● **ARTIKEL**:
________________________________________
Piste
longread
retro

Menseneters die slaan en bijten: New York, 1920

13min leestijd   door Herman Chevrolet op 03 augustus 2022
Enkele tellen nog en de deuren van het Madison Square Garden zouden worden geopend. De sfeer was grimmig. Er werd geduwd, geschopt, geslagen en gescholden. Ze waren ruwe wedstrijden gewend, de New Yorkers, maar wat nu in het programmaboekje stond deed hen alleen maar dromen over een wel zeer boeiende wedstrijd, zo eentje die ze nog niet eerder hadden gezien.

Ongeleide projectielen

Enkele dagen voor de start van de zesdaagse, die zou beginnen op 5 december 1920, waren overal affiches verschenen met daarop renners die in een hok met stalen staven waren opgesloten. Een man die enige gelijkenis vertoonde met Karel Van Wijnendaele gooide hen hompen vlees toe. De renners graaiden naar dat vlees. In de plaatselijke kranten waren artikels verschenen over hen, ze hadden het over menseneters die sloegen en beten. Conclusie: de Duitsers, die tijdens W.O I vijf jaar lang met hen te maken hadden gehad, waren zeer beklagenswaardig.

Dus stonden enkele tellen voor de deuren van de wielerbaan openden meer dan tienduizend man te wachten, en die wilden op de een of andere manier allemaal tegelijkertijd naar binnen. Het publiek kwam uit alle lagen van de bevolking: het bestond uit bankiers, kunstenaars, schrijvers, gangsters, theatermensen, pooiers, aristocraten en showgirls. Zwervers, daklozen en zakkenrollers hadden een weekabonnement gekocht. Dat was voor hen dan wel een flinke investering, maar voor die prijs hadden ze onderdak, hoefden ze niet buiten in de winterse kou te slapen. De zakkenrollers konden een week lang hun slag slaan.

Niemand die de fascinatie van de New Yorkers voor de zesdaagse kon verklaren. Hoe dan ook: elke avond zat de wielerbaan mudje vol, urenlang bleven ze zitten en stikten zowat door de rook – vanwege die tabakswalmen droegen de renners soms stofbrillen. Duidelijke zaak: een zesdaagse te New York was van een andere orde dan die in Europa toen. Hier was het een smerige bende, blijkbaar was dat het wat de Amerikanen aantrok in die wielerdiscipline. Altijd viel er wel iets te beleven.

Als er een Europeaan een ronde voorsprong nam bekogelden ze hem met bier - waarbij, laten we wel wezen, het glas de inhoud volgde.

Elke avond was er heibel in het Madison Square Garden. Renners reden opzettelijk tegen elkaar om een tegenstander te beletten een ronde winst te nemen, dan gleden ze over de houten vloer en soms kwam daar zoveel bloed aan te pas dat de wedstrijd eventjes werd stilgelegd. Als een schoonmaker de vloer wilde boenen werd hij op zijn beurt uitgescholden door een publiek dat eiste dat bloed op de baan een essentieel onderdeel was van het wielrennen. Hoe dan ook, ze vermaakten zich.
________________________________________
● **VERZAMELD MATERIAAL**:
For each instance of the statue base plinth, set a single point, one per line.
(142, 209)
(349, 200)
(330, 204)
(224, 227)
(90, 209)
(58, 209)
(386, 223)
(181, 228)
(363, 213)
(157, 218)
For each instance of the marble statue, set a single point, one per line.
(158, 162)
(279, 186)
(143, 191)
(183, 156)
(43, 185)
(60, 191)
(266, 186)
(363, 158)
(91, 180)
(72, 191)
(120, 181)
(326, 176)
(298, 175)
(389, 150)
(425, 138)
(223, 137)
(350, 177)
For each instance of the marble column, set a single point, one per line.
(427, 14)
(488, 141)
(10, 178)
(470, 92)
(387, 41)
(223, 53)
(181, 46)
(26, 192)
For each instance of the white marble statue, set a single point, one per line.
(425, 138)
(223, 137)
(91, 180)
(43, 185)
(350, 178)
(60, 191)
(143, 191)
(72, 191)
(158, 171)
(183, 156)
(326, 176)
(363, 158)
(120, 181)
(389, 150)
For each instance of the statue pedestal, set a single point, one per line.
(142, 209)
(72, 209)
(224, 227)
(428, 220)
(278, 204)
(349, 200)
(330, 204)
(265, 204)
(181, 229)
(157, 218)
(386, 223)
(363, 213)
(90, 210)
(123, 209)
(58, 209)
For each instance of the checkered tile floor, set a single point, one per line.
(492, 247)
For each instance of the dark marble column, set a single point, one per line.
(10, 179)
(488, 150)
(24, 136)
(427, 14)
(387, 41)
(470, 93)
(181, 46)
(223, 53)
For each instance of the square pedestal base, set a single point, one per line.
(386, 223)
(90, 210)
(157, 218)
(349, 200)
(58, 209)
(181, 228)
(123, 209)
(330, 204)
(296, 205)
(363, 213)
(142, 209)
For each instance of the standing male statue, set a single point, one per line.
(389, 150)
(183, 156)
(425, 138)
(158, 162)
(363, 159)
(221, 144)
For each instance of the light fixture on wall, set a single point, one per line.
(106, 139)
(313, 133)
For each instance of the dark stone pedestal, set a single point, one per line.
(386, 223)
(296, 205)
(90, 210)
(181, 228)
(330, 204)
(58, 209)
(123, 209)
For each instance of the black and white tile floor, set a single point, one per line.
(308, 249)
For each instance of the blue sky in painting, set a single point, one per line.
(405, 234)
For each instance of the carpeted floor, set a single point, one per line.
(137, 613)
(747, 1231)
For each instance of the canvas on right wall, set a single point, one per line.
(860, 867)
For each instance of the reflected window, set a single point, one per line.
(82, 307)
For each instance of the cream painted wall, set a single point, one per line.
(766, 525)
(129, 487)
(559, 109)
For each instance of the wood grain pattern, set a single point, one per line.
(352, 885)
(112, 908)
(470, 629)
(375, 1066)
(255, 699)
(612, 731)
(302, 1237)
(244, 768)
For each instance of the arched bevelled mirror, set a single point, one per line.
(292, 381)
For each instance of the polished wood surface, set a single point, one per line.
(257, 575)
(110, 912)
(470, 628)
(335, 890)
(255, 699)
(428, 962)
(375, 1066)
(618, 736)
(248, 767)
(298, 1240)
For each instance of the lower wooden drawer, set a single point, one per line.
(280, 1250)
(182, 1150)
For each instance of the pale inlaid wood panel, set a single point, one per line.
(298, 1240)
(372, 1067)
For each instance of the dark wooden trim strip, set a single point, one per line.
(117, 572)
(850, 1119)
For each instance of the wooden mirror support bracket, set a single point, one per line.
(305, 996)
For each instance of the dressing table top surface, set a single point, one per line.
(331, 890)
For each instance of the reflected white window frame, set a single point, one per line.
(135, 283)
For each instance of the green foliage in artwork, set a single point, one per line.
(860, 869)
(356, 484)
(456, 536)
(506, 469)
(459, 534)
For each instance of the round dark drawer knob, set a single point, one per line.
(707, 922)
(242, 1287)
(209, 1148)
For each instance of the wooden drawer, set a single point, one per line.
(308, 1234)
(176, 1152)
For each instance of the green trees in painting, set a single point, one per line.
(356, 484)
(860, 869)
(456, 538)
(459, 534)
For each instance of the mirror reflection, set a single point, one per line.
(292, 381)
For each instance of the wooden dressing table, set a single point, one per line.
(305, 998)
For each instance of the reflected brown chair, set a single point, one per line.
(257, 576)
________________________________________
● **OPDRACHT**:
Vat het artikel over de zesdaagse van New York in 1920 samen in twee zinnen.

● **VOLLEDIG ANTWOORD**:
Affiches en krantenartikels over renners als "menseneters die sloegen en beten" wekten hoge verwachtingen voor de zesdaagse die op 5 december 1920 in Madison Square Garden begon, en meer dan tienduizend mensen uit alle lagen van de bevolking wilden tegelijk naar binnen. Deze zesdaagse was ruwer dan die in Europa: de wielerbaan zat elke avond vol rook, Europeanen met een ronde voorsprong werden met bier bekogeld en renners reden opzettelijk tegen elkaar aan, soms met zoveel bloed dat de wedstrijd even werd stilgelegd.